_Exercise requirements_
Bring together copies of the lines in the data below that contain the word "image".

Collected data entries

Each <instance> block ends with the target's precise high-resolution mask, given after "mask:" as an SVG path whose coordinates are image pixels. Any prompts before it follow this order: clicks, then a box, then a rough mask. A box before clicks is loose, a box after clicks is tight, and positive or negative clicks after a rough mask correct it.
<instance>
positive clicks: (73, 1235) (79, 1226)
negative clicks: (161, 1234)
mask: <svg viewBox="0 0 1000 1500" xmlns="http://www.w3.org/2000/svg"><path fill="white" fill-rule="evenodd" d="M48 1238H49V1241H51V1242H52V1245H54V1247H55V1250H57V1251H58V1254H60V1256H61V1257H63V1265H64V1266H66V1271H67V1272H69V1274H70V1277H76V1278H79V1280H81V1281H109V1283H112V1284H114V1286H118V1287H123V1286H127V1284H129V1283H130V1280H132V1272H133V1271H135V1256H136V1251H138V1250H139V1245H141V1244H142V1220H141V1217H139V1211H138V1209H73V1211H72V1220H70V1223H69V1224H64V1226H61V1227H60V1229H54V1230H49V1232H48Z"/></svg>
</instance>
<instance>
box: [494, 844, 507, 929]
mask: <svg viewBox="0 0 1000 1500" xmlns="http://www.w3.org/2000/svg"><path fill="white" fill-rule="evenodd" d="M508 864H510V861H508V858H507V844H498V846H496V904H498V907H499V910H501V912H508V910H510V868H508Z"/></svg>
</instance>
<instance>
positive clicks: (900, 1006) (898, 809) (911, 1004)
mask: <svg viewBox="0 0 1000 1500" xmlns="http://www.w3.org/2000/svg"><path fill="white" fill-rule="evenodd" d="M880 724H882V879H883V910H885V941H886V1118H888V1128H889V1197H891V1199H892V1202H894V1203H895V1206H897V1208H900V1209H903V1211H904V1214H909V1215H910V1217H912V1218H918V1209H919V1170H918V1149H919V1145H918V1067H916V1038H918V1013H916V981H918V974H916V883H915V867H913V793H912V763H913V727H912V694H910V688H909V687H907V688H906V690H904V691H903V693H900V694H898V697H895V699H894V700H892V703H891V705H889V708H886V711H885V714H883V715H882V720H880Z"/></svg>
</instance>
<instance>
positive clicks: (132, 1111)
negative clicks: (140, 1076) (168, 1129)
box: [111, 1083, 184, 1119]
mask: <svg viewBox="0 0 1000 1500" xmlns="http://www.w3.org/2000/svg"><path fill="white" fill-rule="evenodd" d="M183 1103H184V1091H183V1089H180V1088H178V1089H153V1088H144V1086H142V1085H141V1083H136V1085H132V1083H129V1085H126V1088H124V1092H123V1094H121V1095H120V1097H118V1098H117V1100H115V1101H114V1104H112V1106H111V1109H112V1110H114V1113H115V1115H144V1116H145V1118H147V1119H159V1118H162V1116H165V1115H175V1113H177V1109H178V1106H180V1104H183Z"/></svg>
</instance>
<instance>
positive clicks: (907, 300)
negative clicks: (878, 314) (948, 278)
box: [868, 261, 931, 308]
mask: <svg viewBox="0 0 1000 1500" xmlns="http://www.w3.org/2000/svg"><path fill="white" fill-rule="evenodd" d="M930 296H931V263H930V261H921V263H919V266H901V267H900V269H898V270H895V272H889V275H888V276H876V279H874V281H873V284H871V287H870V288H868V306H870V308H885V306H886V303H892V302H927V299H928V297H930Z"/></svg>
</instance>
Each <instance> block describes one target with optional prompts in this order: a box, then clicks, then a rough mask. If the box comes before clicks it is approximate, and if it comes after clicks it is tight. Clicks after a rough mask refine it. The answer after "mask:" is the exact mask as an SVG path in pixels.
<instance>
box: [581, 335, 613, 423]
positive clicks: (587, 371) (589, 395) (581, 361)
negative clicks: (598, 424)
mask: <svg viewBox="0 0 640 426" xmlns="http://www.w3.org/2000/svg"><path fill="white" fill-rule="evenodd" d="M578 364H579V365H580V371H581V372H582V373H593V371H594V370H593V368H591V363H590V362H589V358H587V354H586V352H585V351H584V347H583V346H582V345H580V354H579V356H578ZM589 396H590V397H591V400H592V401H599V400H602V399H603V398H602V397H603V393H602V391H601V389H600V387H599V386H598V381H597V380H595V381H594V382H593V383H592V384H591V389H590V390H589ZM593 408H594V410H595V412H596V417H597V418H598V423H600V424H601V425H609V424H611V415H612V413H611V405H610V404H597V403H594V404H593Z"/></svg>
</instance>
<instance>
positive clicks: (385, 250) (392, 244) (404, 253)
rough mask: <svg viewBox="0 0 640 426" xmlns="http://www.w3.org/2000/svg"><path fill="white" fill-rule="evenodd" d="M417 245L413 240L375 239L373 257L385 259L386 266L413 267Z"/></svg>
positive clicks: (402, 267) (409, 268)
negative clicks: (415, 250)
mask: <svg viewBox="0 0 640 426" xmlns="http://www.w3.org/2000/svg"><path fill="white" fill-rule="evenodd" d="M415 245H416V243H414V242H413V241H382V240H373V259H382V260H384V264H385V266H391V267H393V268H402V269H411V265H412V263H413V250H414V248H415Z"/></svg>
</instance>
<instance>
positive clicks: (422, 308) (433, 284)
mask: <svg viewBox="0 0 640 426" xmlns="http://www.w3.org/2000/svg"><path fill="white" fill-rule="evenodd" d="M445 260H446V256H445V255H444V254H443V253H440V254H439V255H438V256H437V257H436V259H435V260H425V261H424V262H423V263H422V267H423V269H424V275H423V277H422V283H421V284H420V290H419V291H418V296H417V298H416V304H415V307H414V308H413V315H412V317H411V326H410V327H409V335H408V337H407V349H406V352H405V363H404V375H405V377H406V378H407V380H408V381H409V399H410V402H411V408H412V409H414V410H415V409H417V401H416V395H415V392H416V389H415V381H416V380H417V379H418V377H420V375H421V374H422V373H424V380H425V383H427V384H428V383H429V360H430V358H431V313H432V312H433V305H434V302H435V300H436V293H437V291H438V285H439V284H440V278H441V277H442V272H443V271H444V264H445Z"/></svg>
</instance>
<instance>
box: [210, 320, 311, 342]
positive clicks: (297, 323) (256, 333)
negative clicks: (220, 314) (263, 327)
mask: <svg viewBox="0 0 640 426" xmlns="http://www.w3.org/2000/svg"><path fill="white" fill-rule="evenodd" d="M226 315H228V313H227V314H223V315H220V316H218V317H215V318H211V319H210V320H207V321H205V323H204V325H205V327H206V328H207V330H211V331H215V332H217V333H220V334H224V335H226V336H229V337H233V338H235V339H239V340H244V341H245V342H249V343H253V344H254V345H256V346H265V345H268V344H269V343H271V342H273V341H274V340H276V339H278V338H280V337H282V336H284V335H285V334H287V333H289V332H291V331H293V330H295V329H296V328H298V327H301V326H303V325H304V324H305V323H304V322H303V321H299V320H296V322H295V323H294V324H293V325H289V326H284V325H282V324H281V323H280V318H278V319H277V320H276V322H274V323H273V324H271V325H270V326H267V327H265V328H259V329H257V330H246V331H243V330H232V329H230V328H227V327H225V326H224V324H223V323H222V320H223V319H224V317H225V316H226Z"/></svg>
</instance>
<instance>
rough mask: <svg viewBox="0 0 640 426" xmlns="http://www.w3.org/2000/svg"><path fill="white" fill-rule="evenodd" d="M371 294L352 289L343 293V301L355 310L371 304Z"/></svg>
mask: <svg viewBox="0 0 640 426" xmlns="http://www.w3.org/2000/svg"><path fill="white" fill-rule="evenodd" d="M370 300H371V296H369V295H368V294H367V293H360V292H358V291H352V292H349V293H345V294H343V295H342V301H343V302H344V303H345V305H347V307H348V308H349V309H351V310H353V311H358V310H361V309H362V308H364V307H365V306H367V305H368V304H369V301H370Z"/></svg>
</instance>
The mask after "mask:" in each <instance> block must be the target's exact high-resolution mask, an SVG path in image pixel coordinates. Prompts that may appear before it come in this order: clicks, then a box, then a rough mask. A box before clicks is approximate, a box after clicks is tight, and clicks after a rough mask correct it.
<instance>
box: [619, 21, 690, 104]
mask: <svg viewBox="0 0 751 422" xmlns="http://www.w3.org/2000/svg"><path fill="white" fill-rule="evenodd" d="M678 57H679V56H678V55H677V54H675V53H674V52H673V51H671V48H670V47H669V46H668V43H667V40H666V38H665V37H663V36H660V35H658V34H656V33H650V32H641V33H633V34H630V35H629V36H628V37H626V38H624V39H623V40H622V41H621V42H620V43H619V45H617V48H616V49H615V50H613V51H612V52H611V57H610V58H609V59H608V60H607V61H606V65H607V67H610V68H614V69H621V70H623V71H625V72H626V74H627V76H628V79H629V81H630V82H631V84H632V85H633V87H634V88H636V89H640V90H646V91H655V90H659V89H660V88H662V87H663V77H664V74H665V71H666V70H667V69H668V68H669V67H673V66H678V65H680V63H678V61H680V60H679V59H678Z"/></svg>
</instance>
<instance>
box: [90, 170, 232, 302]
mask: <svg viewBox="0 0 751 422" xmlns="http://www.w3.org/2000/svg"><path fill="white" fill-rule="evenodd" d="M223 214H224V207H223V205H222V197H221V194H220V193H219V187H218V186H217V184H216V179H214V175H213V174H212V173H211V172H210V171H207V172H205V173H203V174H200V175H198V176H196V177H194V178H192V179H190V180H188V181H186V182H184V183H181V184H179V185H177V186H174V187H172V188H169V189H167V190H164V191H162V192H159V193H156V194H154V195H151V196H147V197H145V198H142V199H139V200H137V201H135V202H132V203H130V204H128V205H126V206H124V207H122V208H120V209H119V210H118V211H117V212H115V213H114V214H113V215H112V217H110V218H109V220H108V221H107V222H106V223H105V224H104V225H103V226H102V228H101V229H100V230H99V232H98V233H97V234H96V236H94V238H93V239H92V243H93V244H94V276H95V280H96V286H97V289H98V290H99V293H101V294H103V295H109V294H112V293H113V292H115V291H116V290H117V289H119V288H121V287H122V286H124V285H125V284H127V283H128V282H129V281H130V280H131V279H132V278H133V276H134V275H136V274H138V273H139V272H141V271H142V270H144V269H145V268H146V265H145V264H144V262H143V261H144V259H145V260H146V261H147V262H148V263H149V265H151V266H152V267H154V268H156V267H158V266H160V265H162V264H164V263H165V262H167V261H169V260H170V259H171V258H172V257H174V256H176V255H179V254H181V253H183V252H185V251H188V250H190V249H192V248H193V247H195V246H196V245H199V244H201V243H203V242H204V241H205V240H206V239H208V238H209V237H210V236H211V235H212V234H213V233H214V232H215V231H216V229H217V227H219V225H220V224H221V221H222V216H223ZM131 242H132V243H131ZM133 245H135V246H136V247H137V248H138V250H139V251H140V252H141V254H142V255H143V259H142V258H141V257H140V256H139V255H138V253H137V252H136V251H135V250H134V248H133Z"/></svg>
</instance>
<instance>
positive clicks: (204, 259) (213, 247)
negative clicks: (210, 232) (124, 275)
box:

_Output for this exercise_
Each <instance> block ends with the target's precise high-resolution mask, given after "mask:" as an SVG path whose coordinates are image pixels. Any prompts before it follow this order: clicks, then a box, then a rough mask. A box before clicks is loose, a box after clicks is tight, and positive or negative clicks after a rough mask correct it.
The mask after "mask:" in each <instance> block must be the target's exact high-resolution mask, an SVG path in image pixel coordinates. Prompts that may appear before it come in this order: clicks, then a box, then a rough mask. A box before clicks is approximate, a box after clicks is tight, and clicks after a rough mask correct it.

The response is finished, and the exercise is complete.